From the material below, pull out every line that contains the word "forested" and copy each one unchanged.

Supplied entries –
# # # #

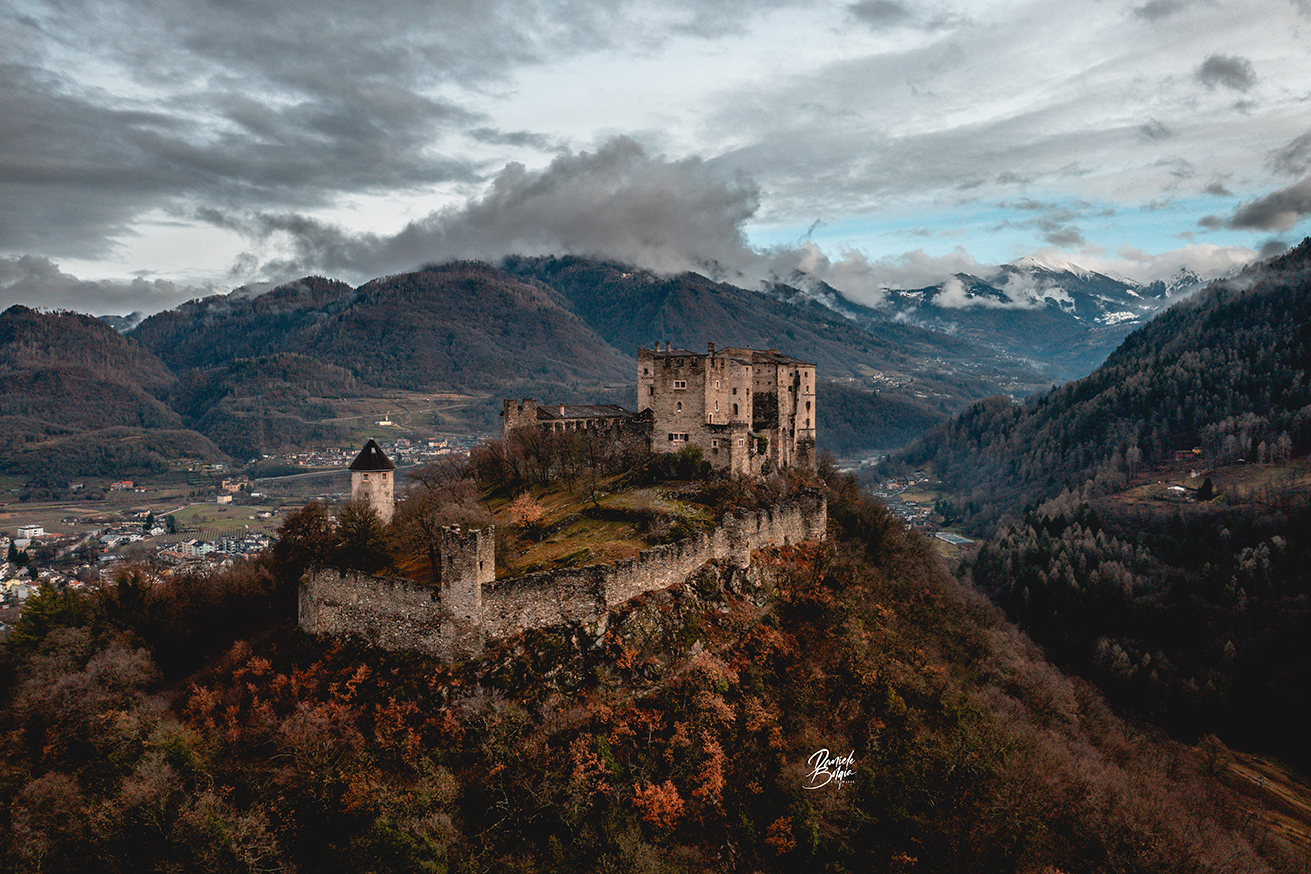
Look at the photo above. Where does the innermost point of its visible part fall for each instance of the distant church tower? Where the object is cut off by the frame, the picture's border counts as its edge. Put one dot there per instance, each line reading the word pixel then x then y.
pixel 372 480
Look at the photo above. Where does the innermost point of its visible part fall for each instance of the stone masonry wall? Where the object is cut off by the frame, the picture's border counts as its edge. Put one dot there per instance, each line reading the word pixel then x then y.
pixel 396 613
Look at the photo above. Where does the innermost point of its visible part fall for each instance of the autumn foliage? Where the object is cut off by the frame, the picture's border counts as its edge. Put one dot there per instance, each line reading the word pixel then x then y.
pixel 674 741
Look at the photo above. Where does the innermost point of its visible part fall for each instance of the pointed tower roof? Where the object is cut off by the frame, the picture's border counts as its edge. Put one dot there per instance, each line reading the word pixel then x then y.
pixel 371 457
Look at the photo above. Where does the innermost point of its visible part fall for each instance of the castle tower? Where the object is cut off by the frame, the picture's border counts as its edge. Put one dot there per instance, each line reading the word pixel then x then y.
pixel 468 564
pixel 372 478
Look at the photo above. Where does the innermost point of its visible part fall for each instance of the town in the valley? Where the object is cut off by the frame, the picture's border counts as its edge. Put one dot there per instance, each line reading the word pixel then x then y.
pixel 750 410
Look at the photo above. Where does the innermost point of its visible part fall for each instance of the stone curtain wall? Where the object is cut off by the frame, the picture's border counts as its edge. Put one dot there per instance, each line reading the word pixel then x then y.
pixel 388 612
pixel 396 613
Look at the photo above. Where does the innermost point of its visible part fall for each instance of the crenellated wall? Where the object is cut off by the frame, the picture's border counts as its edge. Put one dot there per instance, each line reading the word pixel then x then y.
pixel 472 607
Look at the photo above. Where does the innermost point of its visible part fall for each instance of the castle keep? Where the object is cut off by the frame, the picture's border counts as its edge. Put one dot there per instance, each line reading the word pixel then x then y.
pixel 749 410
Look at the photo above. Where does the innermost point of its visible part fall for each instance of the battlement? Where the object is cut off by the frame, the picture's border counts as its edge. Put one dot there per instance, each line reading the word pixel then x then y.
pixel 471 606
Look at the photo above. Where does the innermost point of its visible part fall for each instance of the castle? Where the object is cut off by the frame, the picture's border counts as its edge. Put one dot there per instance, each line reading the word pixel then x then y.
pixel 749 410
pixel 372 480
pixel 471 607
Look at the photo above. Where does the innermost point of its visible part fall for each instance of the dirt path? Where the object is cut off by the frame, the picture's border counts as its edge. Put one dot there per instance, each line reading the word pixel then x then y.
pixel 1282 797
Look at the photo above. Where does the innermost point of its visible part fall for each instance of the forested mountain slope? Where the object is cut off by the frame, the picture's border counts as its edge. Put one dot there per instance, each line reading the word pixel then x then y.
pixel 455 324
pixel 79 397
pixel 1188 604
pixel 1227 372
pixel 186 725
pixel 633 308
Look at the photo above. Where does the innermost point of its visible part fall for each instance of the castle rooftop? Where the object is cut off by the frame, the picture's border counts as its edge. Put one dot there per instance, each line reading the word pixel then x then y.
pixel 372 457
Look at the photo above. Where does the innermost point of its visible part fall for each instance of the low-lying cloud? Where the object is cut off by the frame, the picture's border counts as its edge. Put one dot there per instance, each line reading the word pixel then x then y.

# # # #

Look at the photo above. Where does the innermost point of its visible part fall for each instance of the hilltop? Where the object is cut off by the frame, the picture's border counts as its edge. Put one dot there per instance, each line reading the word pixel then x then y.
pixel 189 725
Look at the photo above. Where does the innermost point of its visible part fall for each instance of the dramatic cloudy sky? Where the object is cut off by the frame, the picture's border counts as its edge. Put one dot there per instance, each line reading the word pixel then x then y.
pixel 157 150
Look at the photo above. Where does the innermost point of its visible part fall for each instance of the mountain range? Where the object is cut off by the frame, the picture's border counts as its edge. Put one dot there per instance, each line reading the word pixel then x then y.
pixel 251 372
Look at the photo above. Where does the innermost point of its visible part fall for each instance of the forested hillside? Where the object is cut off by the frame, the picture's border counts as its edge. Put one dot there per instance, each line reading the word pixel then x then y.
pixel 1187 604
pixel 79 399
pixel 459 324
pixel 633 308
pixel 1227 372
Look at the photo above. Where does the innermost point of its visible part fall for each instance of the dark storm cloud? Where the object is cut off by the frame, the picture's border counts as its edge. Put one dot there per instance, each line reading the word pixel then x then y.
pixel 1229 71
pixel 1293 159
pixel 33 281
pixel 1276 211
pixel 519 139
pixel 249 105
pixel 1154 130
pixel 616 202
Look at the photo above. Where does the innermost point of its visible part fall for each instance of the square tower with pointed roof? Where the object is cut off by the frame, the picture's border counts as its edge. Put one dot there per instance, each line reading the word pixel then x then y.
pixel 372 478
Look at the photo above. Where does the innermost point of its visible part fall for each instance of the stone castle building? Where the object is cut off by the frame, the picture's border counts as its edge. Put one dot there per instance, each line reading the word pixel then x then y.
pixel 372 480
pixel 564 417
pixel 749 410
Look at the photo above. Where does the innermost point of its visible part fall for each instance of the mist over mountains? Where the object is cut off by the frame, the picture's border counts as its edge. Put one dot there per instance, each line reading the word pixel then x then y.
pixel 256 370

# # # #

Correct result –
Look at the photo above. Where does the innermost point of its visible part fall for each instance of the forested mountain slope? Where the object is cut off by the frame, the picture's border counts as its edge. Put one dot there per instance, each line reading the word pixel then x then y.
Look at the photo above. Where does the innermost point of its visible part fall for each instance of the forested hillside? Where the object is cut off by the frame, the picture's border counts as its edge. Put one dot there per instance, each line reading the word pixel then x then y.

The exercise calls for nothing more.